__Task goal__. Your task is to repeat the listing exactly.

Recorded information below:

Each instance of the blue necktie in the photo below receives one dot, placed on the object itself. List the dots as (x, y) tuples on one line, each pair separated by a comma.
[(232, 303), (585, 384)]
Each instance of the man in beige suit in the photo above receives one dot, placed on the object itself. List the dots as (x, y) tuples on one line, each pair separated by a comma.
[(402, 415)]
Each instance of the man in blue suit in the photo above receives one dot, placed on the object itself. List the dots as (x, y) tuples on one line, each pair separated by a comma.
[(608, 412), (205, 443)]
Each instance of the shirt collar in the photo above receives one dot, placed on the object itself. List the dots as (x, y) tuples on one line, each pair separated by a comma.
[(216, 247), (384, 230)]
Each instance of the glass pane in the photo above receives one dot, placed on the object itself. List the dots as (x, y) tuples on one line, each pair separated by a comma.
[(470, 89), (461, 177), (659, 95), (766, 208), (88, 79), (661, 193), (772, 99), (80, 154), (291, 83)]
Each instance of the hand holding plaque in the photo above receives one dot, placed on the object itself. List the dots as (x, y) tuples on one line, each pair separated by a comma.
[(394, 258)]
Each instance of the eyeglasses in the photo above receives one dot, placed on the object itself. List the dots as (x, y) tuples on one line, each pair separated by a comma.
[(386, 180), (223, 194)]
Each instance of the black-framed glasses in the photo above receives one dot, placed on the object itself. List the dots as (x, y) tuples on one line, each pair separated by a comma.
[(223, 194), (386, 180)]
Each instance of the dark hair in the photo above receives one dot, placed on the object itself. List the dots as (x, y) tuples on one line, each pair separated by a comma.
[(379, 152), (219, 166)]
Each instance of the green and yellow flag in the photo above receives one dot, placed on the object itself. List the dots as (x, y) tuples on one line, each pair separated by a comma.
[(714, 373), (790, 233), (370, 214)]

End of Recorded information.

__Answer to this problem__.
Each instance of the blue necktie in the photo below receives one dot, placed on the object itself. List the dots as (x, y) tuples on one line, each pair separated by a comma.
[(232, 303), (585, 384)]
Each instance of the man in beige suit in the photo above receives one dot, placed on the object itself. List the dots as (x, y) tuples on one line, each pair separated by a comma.
[(402, 415)]
Each instance of the man in blue suit in the photo above receives one dot, placed on the object itself. List the dots as (x, y) tuples on one line, each pair separated by a comma.
[(608, 412), (205, 443)]
Each instance of the shirt collar in the photo above receives one dot, placed on the object itself. List the dots as (x, y) tuples on one line, each pair separated by a comma.
[(216, 247), (384, 230)]
Each instance of the glass pane in the photo above receives one dot, placed on the object itself. List the dots as (x, y) tuples on one line, each pair separated by a comma.
[(470, 89), (461, 177), (659, 95), (766, 208), (88, 79), (661, 193), (772, 99), (80, 154), (291, 83)]
Each instance of the hand holding plaque in the photo above receives one dot, placed on the object itself. List the dots as (x, y) tuples on one line, each pair separated by a comma.
[(394, 258)]
Each instance of the eyeglasses in the photo above receives one dot, placed on the object itself. List the dots as (x, y) tuples on one line, each pair separated by a comma.
[(386, 180), (223, 194)]
Each instance of the black-framed glasses in the photo above receives one dot, placed on the object itself. List the dots as (x, y) tuples on one line, each pair separated by a comma.
[(223, 194), (386, 180)]
Each instance of the dark hair in the photo above receives one dot, placed on the object itself. List the dots as (x, y) tuples on one line, each pair separated by a comma.
[(379, 152), (219, 166)]
Each instance of the green and yellow flag in the photo above receives one dot, placed on the object itself. List the dots as (x, y) tuples on one line, each pair separated by a comma.
[(714, 373), (790, 233), (370, 214)]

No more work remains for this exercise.